▶ WHAT THIS TASK INVOLVES:
Render every line of the rows below as a Markdown table with two columns, Num and Line. Number each line and leave out blank lines.
-- begin DATA FOR THIS EXERCISE --
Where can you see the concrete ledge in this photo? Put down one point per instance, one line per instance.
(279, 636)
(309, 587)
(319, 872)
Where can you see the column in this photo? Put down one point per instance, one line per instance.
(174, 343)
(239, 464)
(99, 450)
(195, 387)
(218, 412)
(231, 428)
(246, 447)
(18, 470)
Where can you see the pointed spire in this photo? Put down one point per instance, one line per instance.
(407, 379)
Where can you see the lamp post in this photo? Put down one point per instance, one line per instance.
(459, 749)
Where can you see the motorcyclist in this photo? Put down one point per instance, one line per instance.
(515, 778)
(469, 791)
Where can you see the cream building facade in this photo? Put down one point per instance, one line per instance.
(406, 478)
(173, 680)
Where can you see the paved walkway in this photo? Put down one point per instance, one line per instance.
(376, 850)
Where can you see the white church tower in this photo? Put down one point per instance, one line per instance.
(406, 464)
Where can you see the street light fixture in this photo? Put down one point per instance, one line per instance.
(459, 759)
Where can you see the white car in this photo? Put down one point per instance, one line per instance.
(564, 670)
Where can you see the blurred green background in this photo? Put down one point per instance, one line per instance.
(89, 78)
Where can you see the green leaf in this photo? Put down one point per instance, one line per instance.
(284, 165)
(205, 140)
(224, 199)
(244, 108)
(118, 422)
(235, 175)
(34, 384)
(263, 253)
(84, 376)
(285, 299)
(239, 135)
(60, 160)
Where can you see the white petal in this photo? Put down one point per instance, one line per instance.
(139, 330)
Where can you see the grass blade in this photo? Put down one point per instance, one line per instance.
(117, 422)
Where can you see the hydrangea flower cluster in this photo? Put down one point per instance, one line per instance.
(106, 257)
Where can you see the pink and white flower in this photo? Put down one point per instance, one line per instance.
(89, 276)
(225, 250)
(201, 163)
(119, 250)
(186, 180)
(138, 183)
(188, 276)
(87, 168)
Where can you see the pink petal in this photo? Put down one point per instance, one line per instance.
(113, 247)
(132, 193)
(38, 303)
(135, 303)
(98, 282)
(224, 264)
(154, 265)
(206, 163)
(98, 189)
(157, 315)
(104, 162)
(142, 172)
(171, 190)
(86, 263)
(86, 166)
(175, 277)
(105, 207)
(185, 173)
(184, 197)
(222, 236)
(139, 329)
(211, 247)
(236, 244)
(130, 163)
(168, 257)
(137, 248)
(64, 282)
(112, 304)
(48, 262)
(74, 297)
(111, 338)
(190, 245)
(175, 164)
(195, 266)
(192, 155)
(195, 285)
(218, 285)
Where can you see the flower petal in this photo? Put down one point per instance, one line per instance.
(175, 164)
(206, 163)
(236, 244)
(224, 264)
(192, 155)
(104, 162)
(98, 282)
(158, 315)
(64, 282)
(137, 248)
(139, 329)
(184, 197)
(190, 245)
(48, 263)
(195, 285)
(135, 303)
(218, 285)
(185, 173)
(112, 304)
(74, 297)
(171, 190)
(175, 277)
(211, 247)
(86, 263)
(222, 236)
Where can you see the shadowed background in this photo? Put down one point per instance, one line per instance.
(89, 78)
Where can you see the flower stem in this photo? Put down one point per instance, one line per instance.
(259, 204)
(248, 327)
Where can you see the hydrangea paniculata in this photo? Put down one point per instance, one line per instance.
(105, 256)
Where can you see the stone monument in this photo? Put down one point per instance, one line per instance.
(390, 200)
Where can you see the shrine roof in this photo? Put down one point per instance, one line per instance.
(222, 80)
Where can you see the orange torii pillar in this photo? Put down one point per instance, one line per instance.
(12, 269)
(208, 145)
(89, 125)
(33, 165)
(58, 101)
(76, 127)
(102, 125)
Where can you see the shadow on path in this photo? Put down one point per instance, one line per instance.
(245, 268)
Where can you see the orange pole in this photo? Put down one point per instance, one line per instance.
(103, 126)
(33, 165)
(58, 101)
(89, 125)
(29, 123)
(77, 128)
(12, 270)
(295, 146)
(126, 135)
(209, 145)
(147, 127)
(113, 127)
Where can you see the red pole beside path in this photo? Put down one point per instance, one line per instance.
-- end DATA FOR THIS EXERCISE --
▶ PROBLEM SOLUTION:
| Num | Line |
|---|---|
| 1 | Where can you see the concrete ledge in this photo? Put down one point per instance, one line per instance. |
| 2 | (279, 636) |
| 3 | (309, 587) |
| 4 | (319, 872) |
| 5 | Where can you see the column in this photo? Put down one point per instance, one line per instance. |
| 6 | (174, 343) |
| 7 | (239, 464) |
| 8 | (99, 450) |
| 9 | (195, 387) |
| 10 | (218, 412) |
| 11 | (231, 428) |
| 12 | (246, 447) |
| 13 | (18, 470) |
| 14 | Where can you see the pointed spire in this photo? Put down one point per instance, one line per instance. |
| 15 | (407, 379) |
| 16 | Where can you see the lamp post in this photo? Put down one point per instance, one line per instance. |
| 17 | (459, 749) |
| 18 | Where can you see the motorcyclist in this photo? Put down one point per instance, one line per instance. |
| 19 | (515, 778) |
| 20 | (469, 791) |
| 21 | Where can you see the cream building facade in this photo? Put down one point per instance, one line per instance. |
| 22 | (406, 478) |
| 23 | (173, 680) |
| 24 | Where can you see the paved walkway in this photo? Put down one point per instance, one line per instance. |
| 25 | (376, 850) |
| 26 | Where can you see the white church tower in this photo? Put down one point per instance, one line per instance. |
| 27 | (406, 464) |
| 28 | Where can you see the street light fixture in this photo? Put down one point per instance, one line per instance. |
| 29 | (459, 759) |
| 30 | Where can you see the white car in this photo? Put down one point per instance, one line per instance. |
| 31 | (564, 670) |
| 32 | Where can you see the blurred green background in this photo? Put down one point per instance, one line per instance. |
| 33 | (89, 78) |
| 34 | Where can you see the green leaf in this photo? Put down one point per instance, one line per instance. |
| 35 | (284, 165) |
| 36 | (205, 140) |
| 37 | (224, 199) |
| 38 | (244, 108) |
| 39 | (118, 422) |
| 40 | (235, 175) |
| 41 | (34, 384) |
| 42 | (263, 253) |
| 43 | (84, 376) |
| 44 | (285, 299) |
| 45 | (239, 135) |
| 46 | (60, 160) |
| 47 | Where can you see the white petal in this photo? Put down one point per instance, one line per instance. |
| 48 | (139, 330) |
| 49 | Where can you see the grass blade in this photo? Put down one point per instance, one line per instance. |
| 50 | (117, 422) |
| 51 | Where can you see the hydrangea flower cluster in this photo? Put down one point per instance, one line per instance. |
| 52 | (106, 257) |
| 53 | Where can you see the pink and white flower in this photo? Put down one point per instance, one line per instance. |
| 54 | (89, 276) |
| 55 | (225, 250) |
| 56 | (201, 163) |
| 57 | (119, 250) |
| 58 | (186, 180) |
| 59 | (138, 183) |
| 60 | (188, 276) |
| 61 | (87, 168) |
| 62 | Where can you see the pink petal in this photo? Put down one point per instance, one line per instance. |
| 63 | (113, 247) |
| 64 | (132, 193) |
| 65 | (38, 303) |
| 66 | (135, 303) |
| 67 | (98, 282) |
| 68 | (224, 264) |
| 69 | (154, 265) |
| 70 | (206, 163) |
| 71 | (98, 189) |
| 72 | (157, 315) |
| 73 | (104, 162) |
| 74 | (142, 172) |
| 75 | (171, 190) |
| 76 | (86, 263) |
| 77 | (86, 166) |
| 78 | (175, 277) |
| 79 | (105, 207) |
| 80 | (185, 173) |
| 81 | (184, 197) |
| 82 | (222, 236) |
| 83 | (139, 329) |
| 84 | (211, 247) |
| 85 | (236, 244) |
| 86 | (130, 163) |
| 87 | (168, 257) |
| 88 | (137, 248) |
| 89 | (64, 282) |
| 90 | (112, 304) |
| 91 | (48, 262) |
| 92 | (74, 297) |
| 93 | (111, 338) |
| 94 | (190, 245) |
| 95 | (175, 164) |
| 96 | (195, 266) |
| 97 | (192, 155) |
| 98 | (195, 285) |
| 99 | (218, 285) |
| 100 | Where can you see the flower petal in this photo? Put down one point per instance, one line per instance. |
| 101 | (175, 164) |
| 102 | (206, 163) |
| 103 | (236, 244) |
| 104 | (224, 264) |
| 105 | (192, 155) |
| 106 | (104, 162) |
| 107 | (98, 282) |
| 108 | (158, 315) |
| 109 | (64, 282) |
| 110 | (137, 248) |
| 111 | (139, 329) |
| 112 | (184, 197) |
| 113 | (190, 245) |
| 114 | (48, 263) |
| 115 | (195, 285) |
| 116 | (135, 303) |
| 117 | (218, 285) |
| 118 | (185, 173) |
| 119 | (112, 304) |
| 120 | (74, 297) |
| 121 | (171, 190) |
| 122 | (175, 277) |
| 123 | (211, 247) |
| 124 | (86, 263) |
| 125 | (222, 236) |
| 126 | Where can you see the shadowed background in this photo? Put down one point per instance, one line per instance. |
| 127 | (89, 78) |
| 128 | Where can you see the flower stem in this photo? Put down one point per instance, one line per instance. |
| 129 | (259, 204) |
| 130 | (248, 327) |
| 131 | Where can you see the hydrangea paniculata in this photo? Put down one point per instance, one line per instance. |
| 132 | (105, 256) |
| 133 | Where can you see the stone monument in this photo? Put down one point per instance, one line per instance. |
| 134 | (390, 200) |
| 135 | Where can you see the shrine roof in this photo? Put down one point per instance, one line per instance. |
| 136 | (222, 80) |
| 137 | Where can you see the orange torii pillar in this photo? Put down one point per instance, one line per instance. |
| 138 | (12, 269) |
| 139 | (208, 145) |
| 140 | (89, 125) |
| 141 | (33, 165) |
| 142 | (58, 101) |
| 143 | (76, 127) |
| 144 | (102, 125) |
| 145 | Where can you see the shadow on path in this photo? Put down one point per instance, one line per instance. |
| 146 | (245, 268) |
| 147 | Where can you see the orange pole in this photo? Put down one point per instance, one line per instance. |
| 148 | (103, 126) |
| 149 | (33, 165) |
| 150 | (58, 101) |
| 151 | (89, 125) |
| 152 | (29, 123) |
| 153 | (77, 128) |
| 154 | (12, 270) |
| 155 | (295, 146) |
| 156 | (126, 135) |
| 157 | (209, 145) |
| 158 | (147, 127) |
| 159 | (113, 127) |
| 160 | Where can you see the red pole beside path in this photo? Put down one point per instance, one line per instance. |